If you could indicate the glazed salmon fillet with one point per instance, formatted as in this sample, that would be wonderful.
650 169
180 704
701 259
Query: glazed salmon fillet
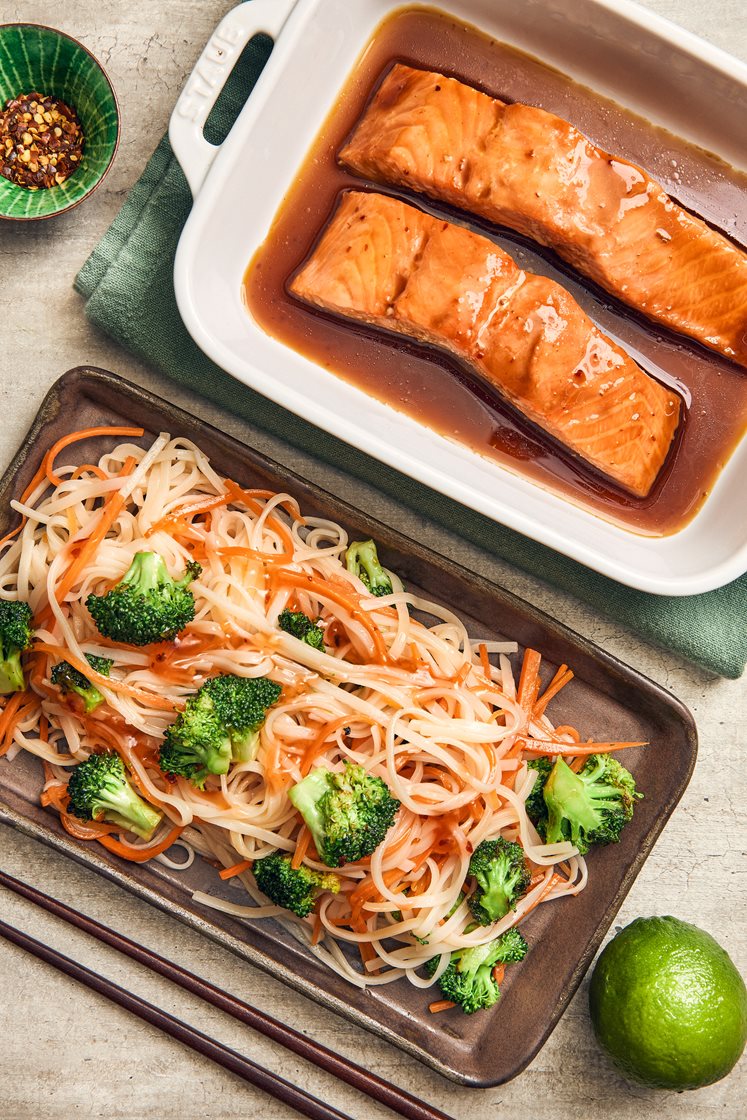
389 264
526 169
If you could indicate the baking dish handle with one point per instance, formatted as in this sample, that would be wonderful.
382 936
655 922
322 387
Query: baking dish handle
209 75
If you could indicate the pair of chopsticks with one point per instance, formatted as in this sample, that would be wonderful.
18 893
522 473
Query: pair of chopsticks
379 1090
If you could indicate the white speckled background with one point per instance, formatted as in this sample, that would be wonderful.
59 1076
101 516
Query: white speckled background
68 1053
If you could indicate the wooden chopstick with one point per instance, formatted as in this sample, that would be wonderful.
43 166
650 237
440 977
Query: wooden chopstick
255 1074
382 1091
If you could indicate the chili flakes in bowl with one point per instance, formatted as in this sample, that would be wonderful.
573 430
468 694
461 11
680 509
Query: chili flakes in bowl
40 141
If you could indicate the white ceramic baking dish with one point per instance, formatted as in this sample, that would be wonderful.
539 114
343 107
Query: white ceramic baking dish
621 50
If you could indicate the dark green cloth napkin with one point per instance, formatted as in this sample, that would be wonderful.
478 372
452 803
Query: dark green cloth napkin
128 287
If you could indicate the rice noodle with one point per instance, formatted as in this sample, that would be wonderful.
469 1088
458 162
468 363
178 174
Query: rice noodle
432 717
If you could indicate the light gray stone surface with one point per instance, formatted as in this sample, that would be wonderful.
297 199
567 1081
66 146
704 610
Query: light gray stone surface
66 1052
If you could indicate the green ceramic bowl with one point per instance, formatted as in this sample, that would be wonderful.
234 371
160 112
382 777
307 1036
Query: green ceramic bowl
40 59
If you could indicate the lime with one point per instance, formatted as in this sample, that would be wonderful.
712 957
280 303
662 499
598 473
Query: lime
668 1005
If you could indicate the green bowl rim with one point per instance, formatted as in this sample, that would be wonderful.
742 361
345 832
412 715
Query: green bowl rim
94 186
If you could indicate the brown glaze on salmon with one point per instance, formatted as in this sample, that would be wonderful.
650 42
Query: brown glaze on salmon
389 264
528 169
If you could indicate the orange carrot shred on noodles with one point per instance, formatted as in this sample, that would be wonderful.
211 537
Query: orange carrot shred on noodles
239 868
554 748
76 437
141 855
316 586
529 680
559 681
187 511
112 507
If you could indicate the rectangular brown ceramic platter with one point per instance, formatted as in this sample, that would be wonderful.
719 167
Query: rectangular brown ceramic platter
606 700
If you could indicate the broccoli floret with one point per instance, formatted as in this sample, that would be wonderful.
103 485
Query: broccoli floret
241 705
147 605
99 790
68 679
468 977
591 806
534 804
220 725
362 559
302 627
196 744
297 888
500 868
15 636
348 814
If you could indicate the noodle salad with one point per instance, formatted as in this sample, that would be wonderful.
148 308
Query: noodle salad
209 669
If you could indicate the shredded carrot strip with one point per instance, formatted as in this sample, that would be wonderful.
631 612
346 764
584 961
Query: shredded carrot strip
229 873
559 681
112 507
90 468
40 474
514 752
141 855
74 438
550 747
324 590
552 882
189 510
568 730
529 681
301 847
19 707
149 699
316 745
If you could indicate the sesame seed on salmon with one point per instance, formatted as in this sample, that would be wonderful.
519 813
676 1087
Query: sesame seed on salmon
530 170
385 263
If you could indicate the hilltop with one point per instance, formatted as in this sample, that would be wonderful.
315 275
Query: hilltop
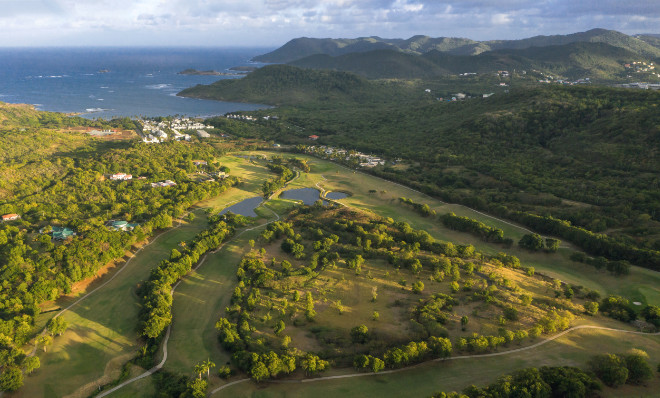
304 47
571 61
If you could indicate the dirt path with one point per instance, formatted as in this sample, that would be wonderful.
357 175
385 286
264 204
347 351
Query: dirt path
169 328
119 270
493 354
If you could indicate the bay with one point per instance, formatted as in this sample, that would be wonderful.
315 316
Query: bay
112 82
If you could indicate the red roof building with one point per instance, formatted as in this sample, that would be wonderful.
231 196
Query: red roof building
10 217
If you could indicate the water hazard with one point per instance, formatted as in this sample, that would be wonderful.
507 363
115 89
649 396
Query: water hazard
245 207
307 195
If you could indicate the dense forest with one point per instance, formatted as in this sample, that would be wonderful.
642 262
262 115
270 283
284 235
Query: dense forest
545 156
57 180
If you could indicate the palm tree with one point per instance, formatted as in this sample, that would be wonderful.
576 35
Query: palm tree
199 369
208 365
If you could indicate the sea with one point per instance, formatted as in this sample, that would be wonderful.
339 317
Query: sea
114 82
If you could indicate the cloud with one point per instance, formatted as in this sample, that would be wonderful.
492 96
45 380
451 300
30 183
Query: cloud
272 22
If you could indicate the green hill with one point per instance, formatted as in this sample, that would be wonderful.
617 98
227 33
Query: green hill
304 47
572 61
287 85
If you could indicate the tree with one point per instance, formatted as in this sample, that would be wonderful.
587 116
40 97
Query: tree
360 334
45 340
30 364
11 378
57 326
610 368
532 242
552 245
464 321
591 307
208 365
639 370
418 287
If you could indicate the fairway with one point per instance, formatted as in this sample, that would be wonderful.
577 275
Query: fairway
103 326
573 349
101 336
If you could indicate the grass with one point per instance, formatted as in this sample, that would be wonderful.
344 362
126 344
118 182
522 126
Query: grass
101 336
422 381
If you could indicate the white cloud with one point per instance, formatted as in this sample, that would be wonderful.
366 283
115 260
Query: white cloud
272 22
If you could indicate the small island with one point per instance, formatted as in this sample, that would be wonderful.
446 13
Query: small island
244 69
201 72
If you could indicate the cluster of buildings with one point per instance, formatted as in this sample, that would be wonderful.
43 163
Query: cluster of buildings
120 225
10 217
363 160
121 177
154 132
640 66
240 117
166 183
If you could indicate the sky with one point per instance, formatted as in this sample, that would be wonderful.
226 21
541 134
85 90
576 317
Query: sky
271 23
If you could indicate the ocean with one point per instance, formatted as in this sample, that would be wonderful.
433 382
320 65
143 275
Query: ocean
111 82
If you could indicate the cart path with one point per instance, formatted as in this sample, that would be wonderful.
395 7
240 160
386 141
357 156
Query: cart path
493 354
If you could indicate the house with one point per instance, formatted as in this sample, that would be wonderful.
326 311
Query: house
61 233
166 183
10 217
121 177
121 225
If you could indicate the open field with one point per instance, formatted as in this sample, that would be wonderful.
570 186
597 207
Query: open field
573 349
641 285
101 336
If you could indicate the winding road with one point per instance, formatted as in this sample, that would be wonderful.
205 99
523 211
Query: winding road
493 354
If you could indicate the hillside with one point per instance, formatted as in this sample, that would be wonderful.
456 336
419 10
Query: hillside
304 47
571 61
287 85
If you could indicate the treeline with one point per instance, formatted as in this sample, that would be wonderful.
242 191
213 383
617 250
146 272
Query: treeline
563 381
617 267
475 227
284 175
421 208
156 293
596 244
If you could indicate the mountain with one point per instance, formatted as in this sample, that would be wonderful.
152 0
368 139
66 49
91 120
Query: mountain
304 47
286 85
573 61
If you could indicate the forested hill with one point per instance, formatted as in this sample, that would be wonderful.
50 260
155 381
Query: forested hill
288 85
546 151
571 61
303 47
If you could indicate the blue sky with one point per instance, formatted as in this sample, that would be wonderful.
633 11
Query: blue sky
269 23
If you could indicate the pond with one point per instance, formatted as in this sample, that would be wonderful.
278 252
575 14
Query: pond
245 207
307 195
336 195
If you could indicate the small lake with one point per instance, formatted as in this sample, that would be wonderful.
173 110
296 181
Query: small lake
336 195
245 207
307 195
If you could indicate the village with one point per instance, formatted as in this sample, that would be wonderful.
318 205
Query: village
156 132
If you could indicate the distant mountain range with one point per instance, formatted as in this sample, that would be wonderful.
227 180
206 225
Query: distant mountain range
597 53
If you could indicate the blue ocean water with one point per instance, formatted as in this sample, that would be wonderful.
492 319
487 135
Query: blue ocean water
110 82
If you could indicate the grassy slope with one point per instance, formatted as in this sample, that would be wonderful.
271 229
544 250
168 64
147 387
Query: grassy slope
101 336
422 381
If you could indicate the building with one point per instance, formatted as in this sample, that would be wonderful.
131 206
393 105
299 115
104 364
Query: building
121 177
10 217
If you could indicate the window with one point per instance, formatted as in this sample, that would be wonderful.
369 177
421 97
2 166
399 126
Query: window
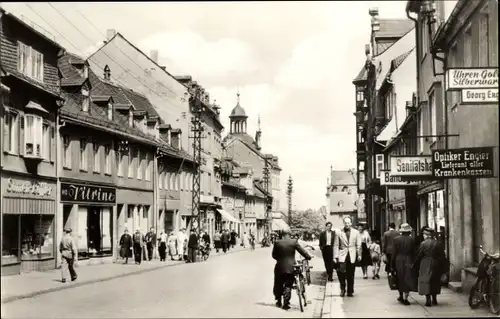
107 159
30 62
11 132
139 165
433 117
46 141
33 136
66 152
83 154
97 159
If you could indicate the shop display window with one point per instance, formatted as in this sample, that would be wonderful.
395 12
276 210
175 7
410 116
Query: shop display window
37 237
10 239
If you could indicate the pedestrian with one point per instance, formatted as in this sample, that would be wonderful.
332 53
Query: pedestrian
138 246
346 250
126 246
150 243
387 247
217 241
376 258
326 241
68 251
192 246
162 246
173 244
430 259
404 256
366 259
284 253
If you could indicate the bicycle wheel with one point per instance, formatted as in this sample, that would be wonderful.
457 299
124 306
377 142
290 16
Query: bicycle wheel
299 294
476 294
494 295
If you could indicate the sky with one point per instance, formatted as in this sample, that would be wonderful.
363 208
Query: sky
292 62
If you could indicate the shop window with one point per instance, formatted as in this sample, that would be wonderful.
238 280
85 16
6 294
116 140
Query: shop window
11 132
37 239
33 132
10 239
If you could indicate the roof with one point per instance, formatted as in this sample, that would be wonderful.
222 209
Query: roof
343 178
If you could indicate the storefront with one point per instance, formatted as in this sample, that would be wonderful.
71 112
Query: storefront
88 211
28 211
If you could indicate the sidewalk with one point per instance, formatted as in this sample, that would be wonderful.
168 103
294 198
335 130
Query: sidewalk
372 298
36 283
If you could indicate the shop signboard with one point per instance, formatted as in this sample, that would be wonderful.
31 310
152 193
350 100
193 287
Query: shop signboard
410 166
474 162
471 78
397 181
87 194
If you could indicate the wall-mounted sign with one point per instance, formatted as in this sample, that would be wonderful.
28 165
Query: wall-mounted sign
475 96
389 180
87 194
411 166
474 162
471 78
28 188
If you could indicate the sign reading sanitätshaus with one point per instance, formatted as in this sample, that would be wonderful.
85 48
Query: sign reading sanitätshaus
474 162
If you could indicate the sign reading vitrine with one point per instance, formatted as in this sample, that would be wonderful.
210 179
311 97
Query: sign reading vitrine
474 162
87 194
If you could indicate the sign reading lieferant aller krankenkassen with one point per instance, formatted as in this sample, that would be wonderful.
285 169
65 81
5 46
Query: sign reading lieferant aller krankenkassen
474 162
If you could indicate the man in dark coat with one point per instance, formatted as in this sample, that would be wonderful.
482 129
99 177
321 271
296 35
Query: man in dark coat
150 242
125 245
192 246
326 240
284 254
388 246
403 257
431 260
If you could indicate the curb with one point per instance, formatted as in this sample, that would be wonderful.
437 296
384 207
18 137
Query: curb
93 281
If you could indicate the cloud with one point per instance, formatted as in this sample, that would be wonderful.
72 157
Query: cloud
204 59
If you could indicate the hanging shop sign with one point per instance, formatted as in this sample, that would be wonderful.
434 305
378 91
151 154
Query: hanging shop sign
474 162
411 165
87 194
471 78
396 181
478 96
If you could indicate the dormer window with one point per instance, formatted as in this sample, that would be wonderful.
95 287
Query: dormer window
110 111
85 100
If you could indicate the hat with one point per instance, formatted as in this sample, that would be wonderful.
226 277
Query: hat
405 228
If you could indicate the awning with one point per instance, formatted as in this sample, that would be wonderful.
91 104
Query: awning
279 224
227 216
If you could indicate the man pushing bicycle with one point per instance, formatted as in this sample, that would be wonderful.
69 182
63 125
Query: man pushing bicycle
284 254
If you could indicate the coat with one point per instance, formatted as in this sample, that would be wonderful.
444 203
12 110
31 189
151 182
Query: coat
403 257
284 254
342 246
388 241
430 260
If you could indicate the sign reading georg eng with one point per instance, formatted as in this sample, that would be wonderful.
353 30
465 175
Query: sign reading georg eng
463 163
471 78
87 194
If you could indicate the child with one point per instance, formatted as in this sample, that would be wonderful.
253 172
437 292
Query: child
375 255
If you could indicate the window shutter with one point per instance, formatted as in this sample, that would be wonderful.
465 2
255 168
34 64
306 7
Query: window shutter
21 134
52 143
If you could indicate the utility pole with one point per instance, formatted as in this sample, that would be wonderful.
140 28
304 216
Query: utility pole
197 108
289 194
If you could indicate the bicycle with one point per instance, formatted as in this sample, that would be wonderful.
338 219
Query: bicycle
487 286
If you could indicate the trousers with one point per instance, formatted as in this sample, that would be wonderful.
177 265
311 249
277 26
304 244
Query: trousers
346 275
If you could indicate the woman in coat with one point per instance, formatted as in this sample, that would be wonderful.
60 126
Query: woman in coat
430 259
403 256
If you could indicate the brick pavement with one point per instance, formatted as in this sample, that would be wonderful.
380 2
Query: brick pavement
373 299
35 283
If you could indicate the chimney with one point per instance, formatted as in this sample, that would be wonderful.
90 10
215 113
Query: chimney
110 33
153 54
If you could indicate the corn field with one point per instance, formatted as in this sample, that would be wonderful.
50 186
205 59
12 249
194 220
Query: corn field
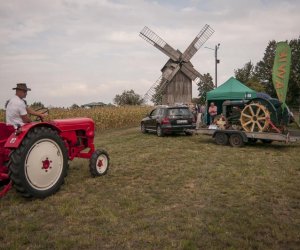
104 117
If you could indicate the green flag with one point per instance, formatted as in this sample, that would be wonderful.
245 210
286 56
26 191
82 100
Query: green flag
281 70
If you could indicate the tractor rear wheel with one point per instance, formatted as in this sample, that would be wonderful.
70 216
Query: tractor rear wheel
38 167
99 163
255 117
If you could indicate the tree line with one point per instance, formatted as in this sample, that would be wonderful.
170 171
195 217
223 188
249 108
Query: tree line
259 76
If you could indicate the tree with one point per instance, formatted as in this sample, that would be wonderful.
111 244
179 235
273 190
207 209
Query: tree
261 75
204 85
157 96
263 69
247 76
128 97
293 94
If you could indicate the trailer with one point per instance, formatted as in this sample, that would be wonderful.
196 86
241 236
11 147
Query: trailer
237 138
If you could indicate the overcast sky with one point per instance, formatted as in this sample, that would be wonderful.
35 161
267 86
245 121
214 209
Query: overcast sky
81 51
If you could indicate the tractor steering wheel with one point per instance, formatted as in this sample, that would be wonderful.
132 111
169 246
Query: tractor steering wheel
42 111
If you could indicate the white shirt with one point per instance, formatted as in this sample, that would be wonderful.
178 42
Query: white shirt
15 108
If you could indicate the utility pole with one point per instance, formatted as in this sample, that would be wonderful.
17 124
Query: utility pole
216 63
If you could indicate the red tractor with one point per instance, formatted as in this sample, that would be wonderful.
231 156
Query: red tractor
34 158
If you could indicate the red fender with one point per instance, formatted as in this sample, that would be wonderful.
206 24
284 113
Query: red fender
17 137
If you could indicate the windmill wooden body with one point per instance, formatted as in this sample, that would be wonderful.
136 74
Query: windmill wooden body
175 83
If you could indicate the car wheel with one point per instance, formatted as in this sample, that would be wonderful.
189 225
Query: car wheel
159 131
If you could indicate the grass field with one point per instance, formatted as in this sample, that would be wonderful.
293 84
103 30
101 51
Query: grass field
175 192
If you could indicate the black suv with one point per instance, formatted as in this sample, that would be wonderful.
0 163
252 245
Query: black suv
168 119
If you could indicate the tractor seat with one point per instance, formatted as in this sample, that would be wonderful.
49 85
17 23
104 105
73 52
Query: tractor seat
5 132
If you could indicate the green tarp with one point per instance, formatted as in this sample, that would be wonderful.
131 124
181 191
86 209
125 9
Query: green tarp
232 89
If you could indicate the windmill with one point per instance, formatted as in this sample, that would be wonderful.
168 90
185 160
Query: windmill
175 83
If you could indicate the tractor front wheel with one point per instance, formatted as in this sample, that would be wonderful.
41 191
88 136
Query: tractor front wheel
99 163
38 167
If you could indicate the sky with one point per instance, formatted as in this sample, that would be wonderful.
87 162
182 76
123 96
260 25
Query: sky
81 51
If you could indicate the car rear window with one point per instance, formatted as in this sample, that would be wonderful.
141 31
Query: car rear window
179 111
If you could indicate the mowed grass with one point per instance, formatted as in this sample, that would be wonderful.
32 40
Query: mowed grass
175 192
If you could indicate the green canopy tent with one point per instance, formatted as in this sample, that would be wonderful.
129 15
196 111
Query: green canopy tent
232 89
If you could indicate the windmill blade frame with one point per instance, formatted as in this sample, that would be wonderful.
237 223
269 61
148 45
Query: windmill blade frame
197 43
155 40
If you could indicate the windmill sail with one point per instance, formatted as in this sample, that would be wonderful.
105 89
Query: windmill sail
196 44
152 38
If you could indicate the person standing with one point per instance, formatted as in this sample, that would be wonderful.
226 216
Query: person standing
213 111
16 108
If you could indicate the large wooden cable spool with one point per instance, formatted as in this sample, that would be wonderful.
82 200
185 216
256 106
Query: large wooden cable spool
255 117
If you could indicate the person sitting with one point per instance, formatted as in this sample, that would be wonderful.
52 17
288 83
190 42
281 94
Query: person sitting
213 111
17 110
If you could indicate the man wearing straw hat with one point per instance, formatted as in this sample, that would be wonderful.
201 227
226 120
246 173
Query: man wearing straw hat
17 110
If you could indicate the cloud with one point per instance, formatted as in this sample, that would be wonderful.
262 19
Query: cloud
73 51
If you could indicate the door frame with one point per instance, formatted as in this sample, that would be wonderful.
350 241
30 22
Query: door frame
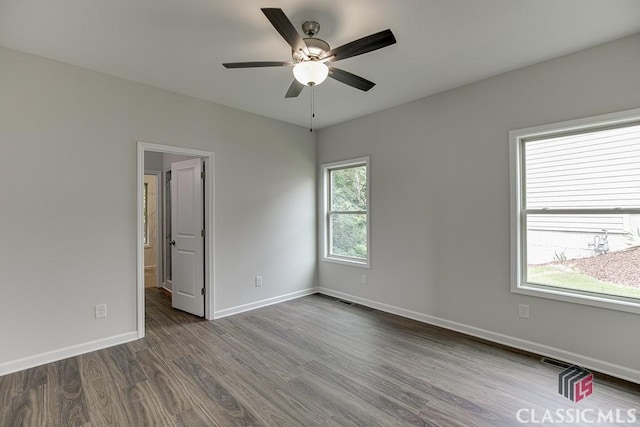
159 220
209 202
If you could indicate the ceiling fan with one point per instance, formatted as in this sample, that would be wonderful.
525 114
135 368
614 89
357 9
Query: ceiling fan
310 55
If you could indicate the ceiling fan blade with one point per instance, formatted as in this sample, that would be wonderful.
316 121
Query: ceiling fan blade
358 47
257 64
350 79
286 29
295 89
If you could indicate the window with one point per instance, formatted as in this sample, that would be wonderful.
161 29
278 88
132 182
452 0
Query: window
346 212
576 211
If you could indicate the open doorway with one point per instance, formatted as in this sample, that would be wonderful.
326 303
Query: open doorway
151 220
185 235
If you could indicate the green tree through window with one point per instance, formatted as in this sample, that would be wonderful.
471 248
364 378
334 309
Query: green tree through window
347 211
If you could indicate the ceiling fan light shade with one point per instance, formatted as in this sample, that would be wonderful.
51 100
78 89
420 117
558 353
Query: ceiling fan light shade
310 73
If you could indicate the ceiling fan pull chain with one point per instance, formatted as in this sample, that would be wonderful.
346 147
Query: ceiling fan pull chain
313 113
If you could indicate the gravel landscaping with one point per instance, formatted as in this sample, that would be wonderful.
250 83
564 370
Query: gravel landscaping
621 267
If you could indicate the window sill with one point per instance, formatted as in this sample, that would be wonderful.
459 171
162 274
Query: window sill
602 301
346 261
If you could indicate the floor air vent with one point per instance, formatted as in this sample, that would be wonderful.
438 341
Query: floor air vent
555 362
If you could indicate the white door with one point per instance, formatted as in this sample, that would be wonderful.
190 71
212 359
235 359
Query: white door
187 241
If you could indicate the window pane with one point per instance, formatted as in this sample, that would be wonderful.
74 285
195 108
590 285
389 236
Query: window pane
593 253
349 189
349 235
599 169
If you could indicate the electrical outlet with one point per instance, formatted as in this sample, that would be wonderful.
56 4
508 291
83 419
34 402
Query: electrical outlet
101 311
523 311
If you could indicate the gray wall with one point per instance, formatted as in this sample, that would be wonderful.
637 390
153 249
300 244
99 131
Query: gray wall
440 205
68 164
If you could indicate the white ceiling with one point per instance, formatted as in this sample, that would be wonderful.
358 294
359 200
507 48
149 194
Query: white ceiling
180 44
━━━━━━━━━━━━━━━━━━━━
Retype exactly the lines from the one containing "If you could indicate the open doorway" through the last line of the records above, including both.

Solution -
If you could indicate the open doorway with one point per instance, formatted as in this sample, that would be wonderful.
326 303
Query: open doorway
151 220
185 235
If you could indicate the green tree through window with one point per instance, formatted as in this sample, that would be wonderful.
471 248
364 378
334 309
Query: green tree through window
347 211
If you could indicate the ceiling fan light shade with one point per instance, formatted as in this sample, that would be wonderful.
51 100
78 89
420 117
558 353
Query: ceiling fan light shade
310 73
If you could indicate the ceiling fan pull chain with one point per instance, formatted as in this sample, that would be wonderful.
346 147
Query: ceiling fan pull chain
313 113
If you could indicate the gravel landscaping with one point per instance, formatted as in this sample, that would be wonderful.
250 83
564 370
Query: gravel landscaping
621 267
If you could indicate the window sill with one point per instance, formatted as in this sample, that would be wonderful.
459 171
162 274
Query: window sill
602 301
346 261
If you could indicate the floor air vent with one point per instance, formatted as in this sample, that would be wonderful.
438 341
Query: floor air vent
555 362
If you could indicate the white door with one point per instance, formatted as in this sample, that would be wonderful.
190 71
212 359
235 359
Query: white door
187 241
If you could indicate the window pane with one point per instance, formatted as in this sample, that would be wonderful.
74 285
195 108
590 285
389 236
Query: window pane
593 253
349 189
349 235
599 169
If you could indicate the electrical outlet with one point per instance, formatted as in this sample, that would be wonderful.
56 4
508 291
83 419
34 402
Query: electrical outlet
101 311
523 311
If you could indicate the gray wall with one point per instance, formatted as in this sample, that would be wonderful.
637 390
153 249
300 244
99 131
Query: gray wall
440 205
68 164
If you could indicate the white ceiling with one point per instance, formatted as in this sample, that would be wonderful.
358 294
359 200
507 48
149 194
Query: white ceiling
180 44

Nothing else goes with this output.